What is being asked
Print the records below word for word, omitting the pictures.

# Start of Extracted entries

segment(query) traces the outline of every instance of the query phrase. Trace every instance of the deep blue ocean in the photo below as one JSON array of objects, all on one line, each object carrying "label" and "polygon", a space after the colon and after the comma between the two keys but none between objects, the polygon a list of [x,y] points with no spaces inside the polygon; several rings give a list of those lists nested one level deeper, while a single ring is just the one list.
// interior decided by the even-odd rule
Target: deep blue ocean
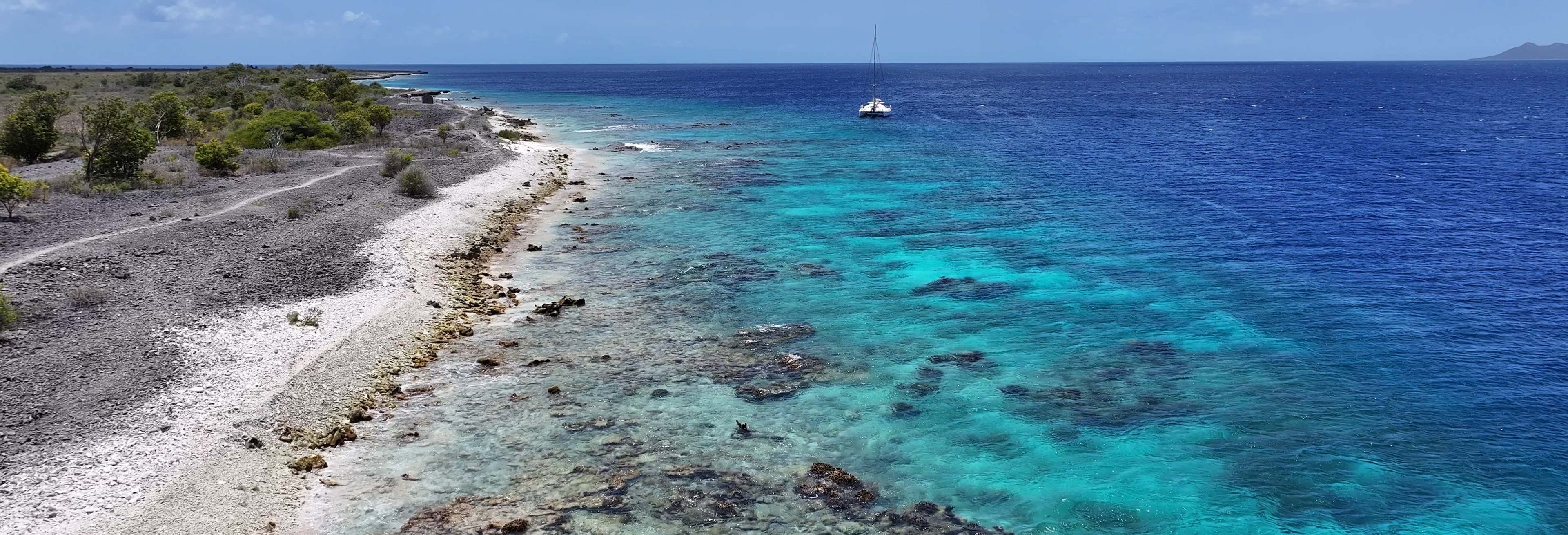
[{"label": "deep blue ocean", "polygon": [[814,325],[858,375],[751,417],[894,502],[1568,532],[1568,61],[891,64],[891,119],[856,64],[406,67],[651,149],[597,152],[604,273]]}]

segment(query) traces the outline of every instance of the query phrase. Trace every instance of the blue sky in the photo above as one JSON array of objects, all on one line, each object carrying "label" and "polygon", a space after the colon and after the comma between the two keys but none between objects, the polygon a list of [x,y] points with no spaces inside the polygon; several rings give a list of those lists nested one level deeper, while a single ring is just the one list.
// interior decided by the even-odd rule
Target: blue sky
[{"label": "blue sky", "polygon": [[[1463,60],[1568,0],[0,0],[0,64]],[[28,45],[16,45],[25,42]]]}]

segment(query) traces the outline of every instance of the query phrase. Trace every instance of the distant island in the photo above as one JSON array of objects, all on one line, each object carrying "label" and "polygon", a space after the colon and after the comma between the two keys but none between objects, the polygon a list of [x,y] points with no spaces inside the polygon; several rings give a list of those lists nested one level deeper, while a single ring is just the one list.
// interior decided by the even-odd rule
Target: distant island
[{"label": "distant island", "polygon": [[1568,44],[1552,42],[1543,47],[1535,42],[1526,42],[1518,47],[1508,49],[1499,55],[1474,58],[1471,61],[1508,61],[1508,60],[1568,60]]}]

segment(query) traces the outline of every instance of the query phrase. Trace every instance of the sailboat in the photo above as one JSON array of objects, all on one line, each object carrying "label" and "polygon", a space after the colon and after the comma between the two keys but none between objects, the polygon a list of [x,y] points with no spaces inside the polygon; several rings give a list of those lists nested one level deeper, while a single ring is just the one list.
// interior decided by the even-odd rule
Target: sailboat
[{"label": "sailboat", "polygon": [[881,52],[877,50],[877,25],[872,25],[872,100],[861,105],[862,118],[886,118],[892,115],[892,107],[877,97],[877,83],[881,82]]}]

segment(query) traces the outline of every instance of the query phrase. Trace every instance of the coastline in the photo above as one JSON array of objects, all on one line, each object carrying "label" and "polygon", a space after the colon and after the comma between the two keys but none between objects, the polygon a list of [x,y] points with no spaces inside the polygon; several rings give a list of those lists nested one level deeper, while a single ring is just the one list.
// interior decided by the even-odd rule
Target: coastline
[{"label": "coastline", "polygon": [[[491,132],[502,127],[486,121]],[[483,322],[486,309],[508,304],[488,298],[485,259],[549,202],[569,151],[491,143],[510,157],[441,188],[434,202],[381,224],[379,237],[359,246],[370,267],[353,289],[166,329],[193,373],[102,436],[17,463],[11,480],[24,486],[8,491],[0,532],[287,529],[301,477],[285,464],[312,450],[281,442],[279,430],[347,422],[386,400],[378,392],[395,391],[398,373],[470,333],[466,325]],[[320,311],[320,326],[279,320],[306,309]],[[248,447],[252,438],[260,447]],[[193,500],[204,507],[193,510]]]}]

# End of Extracted entries

Completed exercise
segment(query) traces the outline of every instance of the query phrase. Trace every instance of the deep blue ocean in the photo below as one JSON array of objects, all on one line, each object carrying "label" and "polygon", a space after the colon and after the comma between the two keys but none between objects, the polygon a list of [x,y] points with no spaces inside the polygon; several rings give a list of those lists nested one level deeper, while a single ring is just the one list.
// interior decided by the even-odd rule
Target: deep blue ocean
[{"label": "deep blue ocean", "polygon": [[814,325],[858,375],[751,417],[894,502],[1568,532],[1568,61],[891,64],[891,119],[856,64],[406,67],[651,149],[597,152],[604,273]]}]

segment(query) traces the outline of every instance of the query phrase. Trace every instance of the blue sky in the photo above as one JSON array of objects, all on one line, each object carrying "label" and "polygon", a space after the colon and after the comma between the two keys but none between objects, the polygon a list of [x,y] points with no spaces inside the polygon; several rings give a list of those lists nested one level deeper, while a single ring is just the one list.
// interior decided by the even-odd rule
Target: blue sky
[{"label": "blue sky", "polygon": [[[1463,60],[1568,0],[0,0],[0,64]],[[28,45],[16,45],[25,42]]]}]

segment(query) traces the outline of every instance of the query phrase. Trace every instance of the distant island in the photo above as one JSON array of objects, all on one line, each object carrying "label" and "polygon", a space after the colon and after the comma between the two keys but none between objects, the polygon a list of [x,y] points with no spaces inside the polygon; several rings give a list of those lists nested one level deeper, while a single ring is just the one list.
// interior decided by the even-odd rule
Target: distant island
[{"label": "distant island", "polygon": [[1568,44],[1552,42],[1543,47],[1535,42],[1526,42],[1518,47],[1508,49],[1499,55],[1474,58],[1471,61],[1508,61],[1508,60],[1568,60]]}]

segment(query) traces the outline of every instance of the query phrase. Trace every instance of the sailboat in the photo above as one JSON array of objects, all on one line, each object carrying "label" and "polygon", a space after the colon and after the comma between the two keys but none between objects, the polygon a list of [x,y] points with no spaces inside the polygon; several rings give a list of those lists nested one level deeper, while a single ring is just the one list.
// interior decided by the even-odd rule
Target: sailboat
[{"label": "sailboat", "polygon": [[881,52],[877,50],[877,25],[872,25],[872,100],[861,105],[862,118],[886,118],[892,115],[892,107],[877,97],[877,83],[881,82]]}]

segment(query) traces the outline of every instance of the query phrase. Trace every instance of the coastline in the photo above as one JSON array of objects, all on one line, each object carrying "label" and "polygon", a space after the colon and after the comma between the two keys but none between objects, the polygon a list of [x,y] points with no spaces inside the polygon; several rings give a list of those lists nested one level deeper, while a single ring is just the one list.
// interior decided by the even-odd rule
Target: coastline
[{"label": "coastline", "polygon": [[[491,132],[502,127],[486,121]],[[483,322],[486,309],[508,304],[488,298],[485,259],[549,202],[569,151],[491,143],[510,157],[441,188],[434,202],[381,224],[379,237],[359,246],[370,267],[353,289],[166,329],[193,373],[102,436],[17,463],[11,480],[24,486],[8,491],[0,532],[287,529],[301,477],[285,464],[312,450],[281,442],[279,430],[347,422],[386,400],[378,392],[395,391],[398,373],[470,333],[466,325]],[[320,311],[320,326],[279,320],[306,309]],[[248,447],[252,438],[260,447]],[[193,500],[204,507],[193,510]]]}]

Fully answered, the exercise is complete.